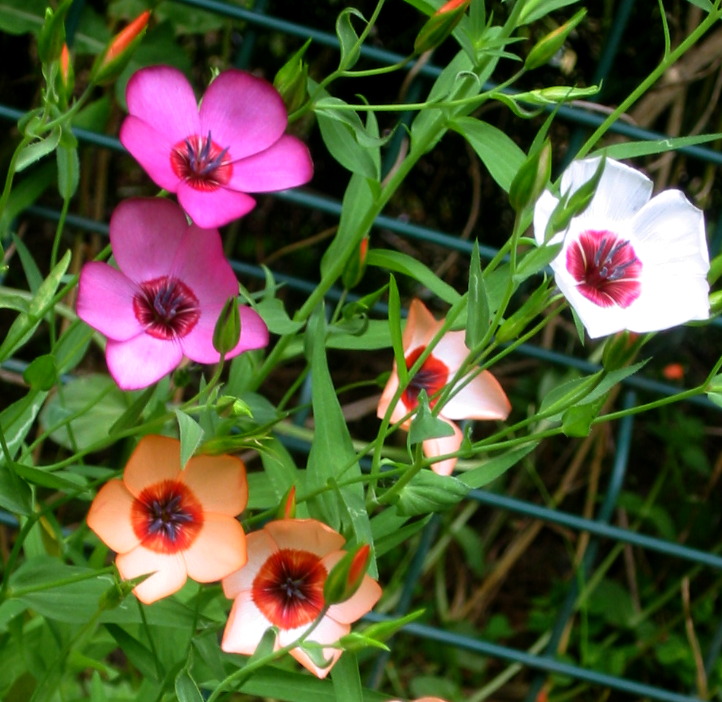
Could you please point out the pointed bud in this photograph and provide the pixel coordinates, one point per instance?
(545, 49)
(440, 25)
(291, 80)
(347, 575)
(227, 331)
(287, 508)
(356, 265)
(111, 62)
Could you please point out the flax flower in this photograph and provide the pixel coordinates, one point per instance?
(165, 300)
(213, 155)
(628, 261)
(481, 398)
(282, 586)
(170, 522)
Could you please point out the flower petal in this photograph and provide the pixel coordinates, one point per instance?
(145, 234)
(305, 535)
(443, 445)
(109, 517)
(155, 459)
(259, 546)
(243, 113)
(105, 301)
(245, 626)
(218, 550)
(210, 209)
(169, 572)
(161, 95)
(285, 164)
(218, 482)
(141, 361)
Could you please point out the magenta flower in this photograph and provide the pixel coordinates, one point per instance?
(166, 298)
(212, 155)
(628, 261)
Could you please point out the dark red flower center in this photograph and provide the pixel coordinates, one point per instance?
(166, 307)
(167, 517)
(288, 588)
(606, 268)
(201, 163)
(432, 376)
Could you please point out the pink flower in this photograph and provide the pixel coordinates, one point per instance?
(164, 301)
(170, 522)
(282, 586)
(212, 155)
(481, 398)
(628, 261)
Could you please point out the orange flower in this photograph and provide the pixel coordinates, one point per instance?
(282, 586)
(481, 398)
(170, 522)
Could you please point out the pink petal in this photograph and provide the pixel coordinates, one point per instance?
(242, 112)
(169, 572)
(155, 459)
(360, 603)
(198, 344)
(105, 301)
(145, 234)
(481, 398)
(209, 209)
(305, 535)
(285, 164)
(219, 549)
(218, 482)
(152, 149)
(441, 446)
(109, 517)
(259, 547)
(162, 97)
(140, 362)
(245, 627)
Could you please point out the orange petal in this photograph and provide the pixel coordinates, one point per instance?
(360, 603)
(219, 549)
(219, 483)
(245, 626)
(443, 445)
(155, 458)
(305, 535)
(169, 572)
(109, 517)
(259, 546)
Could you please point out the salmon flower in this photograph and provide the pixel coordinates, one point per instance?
(282, 586)
(628, 261)
(166, 298)
(213, 155)
(173, 523)
(481, 398)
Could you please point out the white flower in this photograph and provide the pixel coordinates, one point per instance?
(628, 261)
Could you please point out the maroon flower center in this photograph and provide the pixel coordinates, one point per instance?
(167, 517)
(201, 163)
(288, 588)
(432, 376)
(166, 307)
(605, 268)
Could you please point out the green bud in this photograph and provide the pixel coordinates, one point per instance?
(227, 331)
(291, 80)
(440, 25)
(547, 47)
(531, 178)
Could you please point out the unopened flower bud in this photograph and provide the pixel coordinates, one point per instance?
(440, 25)
(227, 331)
(347, 575)
(111, 62)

--------

• THE REQUEST
Reproduce everything from the line containing "Could you please point out the orange petal" down to the end of the listing, substituting "image" for each "photograph" and changing nothing else.

• EXERCISE ANSWER
Could you please point out the orange petal in this image and provide the pixel coordinates, one point per instance?
(360, 603)
(219, 549)
(219, 483)
(245, 626)
(443, 445)
(155, 458)
(305, 535)
(169, 572)
(109, 517)
(259, 546)
Could you please point out the salmon flower in this image and provide the pixel coordinates, one point per instance?
(282, 586)
(628, 261)
(166, 298)
(213, 155)
(173, 523)
(481, 398)
Could you please point out the white flower in this image and provide the pixel coordinates, one point per instance?
(628, 261)
Could you please point out the maroon flower center in this image and provide the pixel coordinates, one point per instance?
(167, 517)
(201, 163)
(288, 588)
(432, 376)
(166, 307)
(605, 268)
Could you please point out the green bud in this image and provide the pixel coordinates, one point per instance?
(227, 331)
(291, 80)
(440, 25)
(547, 47)
(531, 178)
Could you please point out the unopened flower bud in this image and provide the pixel coordinates, one point per instance?
(440, 25)
(227, 331)
(347, 575)
(111, 62)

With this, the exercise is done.